◆ ABOUT THIS EXERCISE ◆
Of the entries below, restate word for word only the section that runs from the line with "Place a marker on every instance of the metal" to the line with "Place a marker on every instance of the blue sky, each", counting both ends.

□ □ □ □

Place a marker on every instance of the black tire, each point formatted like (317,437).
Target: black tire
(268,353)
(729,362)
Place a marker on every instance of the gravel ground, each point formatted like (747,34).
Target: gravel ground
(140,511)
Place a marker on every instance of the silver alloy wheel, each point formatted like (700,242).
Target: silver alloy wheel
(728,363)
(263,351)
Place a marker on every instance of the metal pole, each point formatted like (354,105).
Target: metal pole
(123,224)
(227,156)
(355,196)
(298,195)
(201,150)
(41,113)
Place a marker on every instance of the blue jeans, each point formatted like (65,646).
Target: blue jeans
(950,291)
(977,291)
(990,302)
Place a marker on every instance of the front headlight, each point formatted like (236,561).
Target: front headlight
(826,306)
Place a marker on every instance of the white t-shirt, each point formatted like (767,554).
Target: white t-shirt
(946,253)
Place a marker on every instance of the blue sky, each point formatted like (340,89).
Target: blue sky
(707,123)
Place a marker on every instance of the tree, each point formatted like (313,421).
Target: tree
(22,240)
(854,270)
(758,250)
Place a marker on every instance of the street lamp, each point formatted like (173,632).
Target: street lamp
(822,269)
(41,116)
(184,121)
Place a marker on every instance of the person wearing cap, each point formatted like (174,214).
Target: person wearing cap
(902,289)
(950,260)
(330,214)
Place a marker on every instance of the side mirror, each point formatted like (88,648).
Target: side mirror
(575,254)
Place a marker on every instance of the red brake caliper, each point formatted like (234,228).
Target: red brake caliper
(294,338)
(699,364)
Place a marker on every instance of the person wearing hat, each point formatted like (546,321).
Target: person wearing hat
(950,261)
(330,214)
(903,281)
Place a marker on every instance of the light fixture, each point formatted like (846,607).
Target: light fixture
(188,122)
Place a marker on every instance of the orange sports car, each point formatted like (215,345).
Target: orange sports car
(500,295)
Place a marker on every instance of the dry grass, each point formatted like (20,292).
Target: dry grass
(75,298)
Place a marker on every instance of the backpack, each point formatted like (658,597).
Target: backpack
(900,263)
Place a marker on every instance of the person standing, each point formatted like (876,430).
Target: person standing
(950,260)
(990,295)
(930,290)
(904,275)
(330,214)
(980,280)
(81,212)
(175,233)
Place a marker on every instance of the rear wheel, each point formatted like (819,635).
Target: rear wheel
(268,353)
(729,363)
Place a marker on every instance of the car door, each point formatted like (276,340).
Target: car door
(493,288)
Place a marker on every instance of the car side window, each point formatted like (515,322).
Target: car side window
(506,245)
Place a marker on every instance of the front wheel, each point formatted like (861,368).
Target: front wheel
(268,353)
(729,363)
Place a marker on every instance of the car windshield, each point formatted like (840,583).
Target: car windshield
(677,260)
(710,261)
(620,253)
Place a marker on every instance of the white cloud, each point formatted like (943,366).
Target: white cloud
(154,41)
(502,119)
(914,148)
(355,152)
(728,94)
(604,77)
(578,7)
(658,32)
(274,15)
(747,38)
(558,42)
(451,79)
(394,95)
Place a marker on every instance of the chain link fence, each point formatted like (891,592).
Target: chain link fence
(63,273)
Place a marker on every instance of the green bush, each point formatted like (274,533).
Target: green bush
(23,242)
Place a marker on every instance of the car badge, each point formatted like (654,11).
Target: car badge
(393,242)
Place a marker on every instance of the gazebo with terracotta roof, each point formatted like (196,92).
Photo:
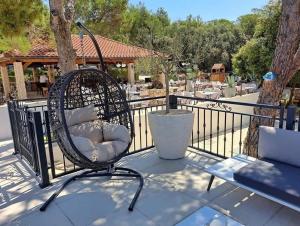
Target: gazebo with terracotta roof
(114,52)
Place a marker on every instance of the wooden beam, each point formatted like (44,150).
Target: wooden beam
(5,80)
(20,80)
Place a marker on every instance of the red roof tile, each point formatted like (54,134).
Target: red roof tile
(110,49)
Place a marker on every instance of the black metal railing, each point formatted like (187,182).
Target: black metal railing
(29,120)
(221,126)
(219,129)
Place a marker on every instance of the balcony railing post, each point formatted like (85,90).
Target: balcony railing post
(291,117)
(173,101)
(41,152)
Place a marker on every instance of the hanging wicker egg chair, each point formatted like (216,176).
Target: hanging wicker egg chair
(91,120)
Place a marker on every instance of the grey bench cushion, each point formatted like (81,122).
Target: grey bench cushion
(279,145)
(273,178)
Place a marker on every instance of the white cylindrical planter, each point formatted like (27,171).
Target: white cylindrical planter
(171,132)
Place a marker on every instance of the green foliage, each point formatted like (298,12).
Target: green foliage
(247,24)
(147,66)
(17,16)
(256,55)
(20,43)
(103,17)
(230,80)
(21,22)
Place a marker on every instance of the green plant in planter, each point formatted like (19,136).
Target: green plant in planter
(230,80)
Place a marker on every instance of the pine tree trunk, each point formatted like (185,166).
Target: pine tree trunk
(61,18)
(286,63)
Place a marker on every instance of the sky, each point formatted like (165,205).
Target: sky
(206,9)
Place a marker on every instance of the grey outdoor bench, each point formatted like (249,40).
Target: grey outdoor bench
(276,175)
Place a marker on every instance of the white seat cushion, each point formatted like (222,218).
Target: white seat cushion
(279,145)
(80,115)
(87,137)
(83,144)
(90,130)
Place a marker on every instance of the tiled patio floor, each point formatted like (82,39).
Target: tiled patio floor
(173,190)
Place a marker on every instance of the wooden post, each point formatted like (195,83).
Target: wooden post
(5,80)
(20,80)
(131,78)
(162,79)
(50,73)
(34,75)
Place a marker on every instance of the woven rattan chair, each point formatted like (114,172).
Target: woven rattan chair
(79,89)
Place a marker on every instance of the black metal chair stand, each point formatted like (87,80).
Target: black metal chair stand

□ □ □ □

◆ WRITTEN ANSWER ◆
Place a marker on every instance of the metal pole, each point formatted like (354,105).
Target: metal pole
(123,224)
(227,156)
(355,196)
(298,195)
(201,150)
(41,113)
Place a marker on every instance of the blue jeans, each point formatted like (65,646).
Target: blue jeans
(950,291)
(977,291)
(990,302)
Place a marker on every instance of the front headlight, each point formatted like (236,561).
Target: front headlight
(826,306)
Place a marker on every instance of the white t-shirt, each point formatted like (767,554).
Target: white t-shirt
(946,253)
Place a marker on every instance of the blue sky, each point formatted like (340,89).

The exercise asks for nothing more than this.